Task to complete: In the listing below, locate the lines bearing the word "beach". Copy every one of them.

======

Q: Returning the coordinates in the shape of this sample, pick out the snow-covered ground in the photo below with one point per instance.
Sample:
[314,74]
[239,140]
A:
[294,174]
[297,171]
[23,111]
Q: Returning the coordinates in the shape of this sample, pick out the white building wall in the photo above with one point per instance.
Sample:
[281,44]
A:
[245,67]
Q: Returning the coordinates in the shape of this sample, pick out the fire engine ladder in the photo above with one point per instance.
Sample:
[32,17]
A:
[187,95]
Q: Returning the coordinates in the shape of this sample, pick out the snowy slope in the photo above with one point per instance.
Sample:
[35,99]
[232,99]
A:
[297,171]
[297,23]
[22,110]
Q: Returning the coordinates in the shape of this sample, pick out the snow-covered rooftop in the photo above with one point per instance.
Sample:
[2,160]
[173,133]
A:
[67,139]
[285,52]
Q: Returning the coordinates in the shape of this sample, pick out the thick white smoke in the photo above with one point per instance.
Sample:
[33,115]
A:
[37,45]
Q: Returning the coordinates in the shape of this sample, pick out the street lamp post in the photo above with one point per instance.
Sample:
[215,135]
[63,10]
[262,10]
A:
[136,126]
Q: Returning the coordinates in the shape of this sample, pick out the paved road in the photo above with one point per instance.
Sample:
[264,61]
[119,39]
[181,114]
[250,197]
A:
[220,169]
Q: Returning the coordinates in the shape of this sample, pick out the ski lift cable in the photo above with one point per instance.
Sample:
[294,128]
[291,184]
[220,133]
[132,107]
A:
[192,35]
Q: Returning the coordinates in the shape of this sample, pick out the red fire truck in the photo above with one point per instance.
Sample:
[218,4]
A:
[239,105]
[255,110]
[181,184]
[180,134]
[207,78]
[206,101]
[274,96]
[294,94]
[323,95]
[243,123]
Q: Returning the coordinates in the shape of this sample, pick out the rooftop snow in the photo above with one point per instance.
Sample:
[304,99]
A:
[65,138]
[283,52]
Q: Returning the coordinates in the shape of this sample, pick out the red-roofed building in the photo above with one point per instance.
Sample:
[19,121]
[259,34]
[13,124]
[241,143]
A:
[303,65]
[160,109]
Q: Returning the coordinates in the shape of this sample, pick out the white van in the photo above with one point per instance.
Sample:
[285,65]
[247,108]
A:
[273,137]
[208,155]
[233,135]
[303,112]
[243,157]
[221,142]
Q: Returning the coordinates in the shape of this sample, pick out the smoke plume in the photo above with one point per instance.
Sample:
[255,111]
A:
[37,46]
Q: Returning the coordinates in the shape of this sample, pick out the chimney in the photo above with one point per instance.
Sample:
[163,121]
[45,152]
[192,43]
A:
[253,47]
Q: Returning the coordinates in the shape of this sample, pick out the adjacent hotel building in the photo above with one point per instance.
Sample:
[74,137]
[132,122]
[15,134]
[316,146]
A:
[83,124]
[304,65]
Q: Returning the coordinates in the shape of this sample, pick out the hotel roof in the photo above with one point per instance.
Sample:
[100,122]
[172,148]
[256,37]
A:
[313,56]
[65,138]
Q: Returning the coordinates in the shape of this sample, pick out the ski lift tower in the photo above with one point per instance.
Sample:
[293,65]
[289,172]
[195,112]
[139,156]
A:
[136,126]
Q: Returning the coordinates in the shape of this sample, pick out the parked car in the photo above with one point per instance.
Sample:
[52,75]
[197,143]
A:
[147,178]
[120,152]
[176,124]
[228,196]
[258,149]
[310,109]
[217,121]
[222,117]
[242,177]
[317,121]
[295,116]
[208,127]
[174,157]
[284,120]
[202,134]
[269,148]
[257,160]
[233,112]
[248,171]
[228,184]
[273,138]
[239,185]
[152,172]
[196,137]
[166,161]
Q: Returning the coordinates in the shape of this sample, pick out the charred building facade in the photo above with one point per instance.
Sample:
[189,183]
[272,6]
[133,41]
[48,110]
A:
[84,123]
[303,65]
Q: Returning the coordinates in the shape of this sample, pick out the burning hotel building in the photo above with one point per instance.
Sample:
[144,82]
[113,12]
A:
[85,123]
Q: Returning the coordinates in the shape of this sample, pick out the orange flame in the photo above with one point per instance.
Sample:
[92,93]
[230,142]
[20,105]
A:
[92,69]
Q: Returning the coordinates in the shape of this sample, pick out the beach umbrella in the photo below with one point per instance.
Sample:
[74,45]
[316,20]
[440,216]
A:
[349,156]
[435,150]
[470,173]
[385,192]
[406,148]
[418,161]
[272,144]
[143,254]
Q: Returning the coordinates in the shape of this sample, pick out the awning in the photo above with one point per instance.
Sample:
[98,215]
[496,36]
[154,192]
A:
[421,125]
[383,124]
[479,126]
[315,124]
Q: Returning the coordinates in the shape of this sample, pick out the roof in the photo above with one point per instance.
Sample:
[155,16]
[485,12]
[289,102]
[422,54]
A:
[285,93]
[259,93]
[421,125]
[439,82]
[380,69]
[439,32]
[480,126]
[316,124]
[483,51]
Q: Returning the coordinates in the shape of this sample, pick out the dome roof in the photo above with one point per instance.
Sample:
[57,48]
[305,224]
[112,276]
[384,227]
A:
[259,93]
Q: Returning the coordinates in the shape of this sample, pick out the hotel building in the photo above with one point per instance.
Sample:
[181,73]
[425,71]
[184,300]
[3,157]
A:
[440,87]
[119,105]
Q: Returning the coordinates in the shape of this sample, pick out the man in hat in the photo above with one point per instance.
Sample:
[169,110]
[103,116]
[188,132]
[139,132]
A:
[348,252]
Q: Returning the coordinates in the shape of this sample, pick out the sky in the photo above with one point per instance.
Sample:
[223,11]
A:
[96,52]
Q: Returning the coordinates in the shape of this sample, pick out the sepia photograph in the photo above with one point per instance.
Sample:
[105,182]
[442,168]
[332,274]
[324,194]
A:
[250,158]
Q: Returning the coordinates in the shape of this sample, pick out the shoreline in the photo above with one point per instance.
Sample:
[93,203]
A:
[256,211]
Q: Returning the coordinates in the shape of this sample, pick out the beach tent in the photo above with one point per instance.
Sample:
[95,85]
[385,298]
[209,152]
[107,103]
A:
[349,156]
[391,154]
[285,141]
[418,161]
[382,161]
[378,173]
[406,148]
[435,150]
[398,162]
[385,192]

======

Exercise solution:
Q: Returning the coordinates in the shape of this sample, pick out the beach umbrella in the photo below with one point per instance.
Q: Returning the coordinates in the shape of this sample, pick out the beach tent in the photo above with one point per instance.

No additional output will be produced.